South China Morning Post

Fines fright for ‘haunted house explorers’

- Clifford Lo clifford.lo@scmp.com

Police have fined five “haunted house explorers” HK$5,000 each for violating social-distancing regulation­s after they were found sneaking into an abandoned school in Hong Kong in the early hours of yesterday.

Officers were called to the disused site on Choi Shek Lane in Ngau Tau Kok after a security guard in the former campus of St Joseph’s Anglo-Chinese School made a report shortly before 1am.

The guard told police that five men had entered the site acting suspicious­ly, according to the force.

Inside the premises, officers intercepte­d the five men, aged 31 to 41, who said they had entered for exploring.

The force said the men were fined HK$5,000 each for violating social-distancing rules banning gatherings of more than four people.

MATERIAL PROVIDED »
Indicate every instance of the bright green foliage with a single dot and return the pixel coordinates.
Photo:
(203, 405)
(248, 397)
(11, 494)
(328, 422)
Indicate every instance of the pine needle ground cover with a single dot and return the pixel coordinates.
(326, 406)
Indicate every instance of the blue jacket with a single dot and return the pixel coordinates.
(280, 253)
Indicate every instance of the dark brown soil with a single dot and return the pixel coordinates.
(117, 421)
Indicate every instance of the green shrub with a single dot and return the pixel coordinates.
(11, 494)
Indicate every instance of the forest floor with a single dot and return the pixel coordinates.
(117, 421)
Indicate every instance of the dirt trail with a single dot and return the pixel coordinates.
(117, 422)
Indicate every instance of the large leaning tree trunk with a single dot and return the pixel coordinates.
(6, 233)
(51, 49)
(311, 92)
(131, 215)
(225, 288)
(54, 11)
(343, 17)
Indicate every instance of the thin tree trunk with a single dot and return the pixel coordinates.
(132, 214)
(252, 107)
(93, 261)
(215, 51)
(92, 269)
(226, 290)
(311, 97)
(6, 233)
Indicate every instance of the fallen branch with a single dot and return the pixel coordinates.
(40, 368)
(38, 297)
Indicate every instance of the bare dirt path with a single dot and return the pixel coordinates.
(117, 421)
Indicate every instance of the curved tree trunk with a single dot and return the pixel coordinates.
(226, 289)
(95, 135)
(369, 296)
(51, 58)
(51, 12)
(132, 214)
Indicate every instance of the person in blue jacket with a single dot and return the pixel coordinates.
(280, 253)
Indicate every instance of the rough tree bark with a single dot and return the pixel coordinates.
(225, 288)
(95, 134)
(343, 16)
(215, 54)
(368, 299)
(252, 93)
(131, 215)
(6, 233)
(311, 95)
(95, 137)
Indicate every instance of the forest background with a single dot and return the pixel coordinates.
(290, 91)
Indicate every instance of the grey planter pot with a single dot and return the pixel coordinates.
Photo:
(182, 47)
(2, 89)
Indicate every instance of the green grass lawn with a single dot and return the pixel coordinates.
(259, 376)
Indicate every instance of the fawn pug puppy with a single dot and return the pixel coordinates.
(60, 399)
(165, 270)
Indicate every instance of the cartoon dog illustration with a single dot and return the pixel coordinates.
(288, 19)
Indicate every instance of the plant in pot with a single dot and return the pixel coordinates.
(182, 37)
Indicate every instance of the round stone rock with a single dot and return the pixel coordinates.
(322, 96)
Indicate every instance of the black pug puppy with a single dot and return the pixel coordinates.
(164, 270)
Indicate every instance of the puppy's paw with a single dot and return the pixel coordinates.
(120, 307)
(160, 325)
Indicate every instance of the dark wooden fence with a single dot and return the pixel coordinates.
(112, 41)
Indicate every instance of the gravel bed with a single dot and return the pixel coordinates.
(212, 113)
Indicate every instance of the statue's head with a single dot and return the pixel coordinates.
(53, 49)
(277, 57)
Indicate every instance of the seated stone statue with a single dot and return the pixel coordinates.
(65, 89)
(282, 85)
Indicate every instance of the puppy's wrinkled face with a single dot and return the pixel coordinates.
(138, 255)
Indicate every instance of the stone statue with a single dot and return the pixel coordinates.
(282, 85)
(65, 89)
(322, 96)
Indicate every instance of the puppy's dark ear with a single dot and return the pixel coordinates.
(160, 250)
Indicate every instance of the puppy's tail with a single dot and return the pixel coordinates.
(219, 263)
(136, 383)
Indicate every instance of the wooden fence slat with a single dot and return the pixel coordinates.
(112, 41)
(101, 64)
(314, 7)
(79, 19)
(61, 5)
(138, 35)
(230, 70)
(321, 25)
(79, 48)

--

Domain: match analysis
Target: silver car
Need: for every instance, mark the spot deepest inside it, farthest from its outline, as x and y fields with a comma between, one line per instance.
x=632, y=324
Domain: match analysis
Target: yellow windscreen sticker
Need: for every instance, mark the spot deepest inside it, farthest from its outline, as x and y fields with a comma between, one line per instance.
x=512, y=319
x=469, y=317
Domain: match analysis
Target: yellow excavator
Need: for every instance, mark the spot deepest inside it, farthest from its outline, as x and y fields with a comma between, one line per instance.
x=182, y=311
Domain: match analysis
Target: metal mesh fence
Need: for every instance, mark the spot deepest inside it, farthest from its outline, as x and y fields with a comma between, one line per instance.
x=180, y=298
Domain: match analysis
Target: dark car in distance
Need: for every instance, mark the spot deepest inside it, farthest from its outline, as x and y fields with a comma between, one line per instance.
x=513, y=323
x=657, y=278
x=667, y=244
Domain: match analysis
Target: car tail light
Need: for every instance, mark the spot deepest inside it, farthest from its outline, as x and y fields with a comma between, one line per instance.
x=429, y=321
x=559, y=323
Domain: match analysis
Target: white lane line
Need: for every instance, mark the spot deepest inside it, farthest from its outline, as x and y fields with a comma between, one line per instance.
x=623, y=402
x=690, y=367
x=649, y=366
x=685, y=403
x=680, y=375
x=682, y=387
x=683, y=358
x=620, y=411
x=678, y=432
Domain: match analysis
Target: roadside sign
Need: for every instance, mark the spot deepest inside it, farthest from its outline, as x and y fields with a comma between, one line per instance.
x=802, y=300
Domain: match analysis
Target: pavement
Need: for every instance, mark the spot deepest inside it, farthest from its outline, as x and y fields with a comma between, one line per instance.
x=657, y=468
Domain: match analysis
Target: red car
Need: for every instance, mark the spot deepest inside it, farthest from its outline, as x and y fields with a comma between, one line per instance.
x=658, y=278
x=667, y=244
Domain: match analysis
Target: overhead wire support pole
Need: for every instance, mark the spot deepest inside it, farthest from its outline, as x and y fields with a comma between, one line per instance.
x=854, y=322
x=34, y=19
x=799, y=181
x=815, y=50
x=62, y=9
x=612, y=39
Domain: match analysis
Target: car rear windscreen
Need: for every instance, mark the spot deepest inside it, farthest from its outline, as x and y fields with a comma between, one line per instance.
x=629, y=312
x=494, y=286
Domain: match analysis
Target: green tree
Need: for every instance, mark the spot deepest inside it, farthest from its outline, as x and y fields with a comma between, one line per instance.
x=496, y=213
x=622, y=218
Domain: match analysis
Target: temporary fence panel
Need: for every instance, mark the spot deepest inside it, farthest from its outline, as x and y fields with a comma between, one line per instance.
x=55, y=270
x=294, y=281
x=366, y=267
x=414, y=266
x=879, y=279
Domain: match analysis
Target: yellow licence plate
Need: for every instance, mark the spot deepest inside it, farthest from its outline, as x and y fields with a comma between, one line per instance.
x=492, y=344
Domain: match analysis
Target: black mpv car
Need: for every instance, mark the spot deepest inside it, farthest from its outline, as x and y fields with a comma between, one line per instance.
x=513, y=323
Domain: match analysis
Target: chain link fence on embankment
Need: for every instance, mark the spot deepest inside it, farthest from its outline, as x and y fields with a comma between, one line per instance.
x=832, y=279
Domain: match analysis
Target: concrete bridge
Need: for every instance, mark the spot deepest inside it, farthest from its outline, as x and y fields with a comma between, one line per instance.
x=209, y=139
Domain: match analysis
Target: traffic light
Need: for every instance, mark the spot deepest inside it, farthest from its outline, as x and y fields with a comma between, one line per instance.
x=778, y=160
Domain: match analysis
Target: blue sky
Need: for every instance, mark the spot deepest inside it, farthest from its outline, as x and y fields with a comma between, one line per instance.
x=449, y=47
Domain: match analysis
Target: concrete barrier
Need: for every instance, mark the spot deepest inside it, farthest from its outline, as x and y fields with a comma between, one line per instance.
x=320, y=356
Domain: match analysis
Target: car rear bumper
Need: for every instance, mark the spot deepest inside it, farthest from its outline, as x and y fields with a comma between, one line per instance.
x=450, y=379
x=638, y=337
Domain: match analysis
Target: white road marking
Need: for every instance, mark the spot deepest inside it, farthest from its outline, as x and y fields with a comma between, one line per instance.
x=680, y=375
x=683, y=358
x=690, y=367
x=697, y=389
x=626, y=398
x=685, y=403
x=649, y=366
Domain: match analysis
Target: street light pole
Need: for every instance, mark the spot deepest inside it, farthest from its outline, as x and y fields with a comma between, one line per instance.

WORK INSTRUCTIONS »
Reproduce in full the news article above about the five "haunted house explorers" fined in Hong Kong, keeping every word and line unchanged.

ANSWER TO THE EXERCISE »
South China Morning Post

Fines fright for ‘haunted house explorers’

- Clifford Lo clifford.lo@scmp.com

Police have fined five “haunted house explorers” HK$5,000 each for violating social-distancing regulation­s after they were found sneaking into an abandoned school in Hong Kong in the early hours of yesterday.

Officers were called to the disused site on Choi Shek Lane in Ngau Tau Kok after a security guard in the former campus of St Joseph’s Anglo-Chinese School made a report shortly before 1am.

The guard told police that five men had entered the site acting suspicious­ly, according to the force.

Inside the premises, officers intercepte­d the five men, aged 31 to 41, who said they had entered for exploring.

The force said the men were fined HK$5,000 each for violating social-distancing rules banning gatherings of more than four people.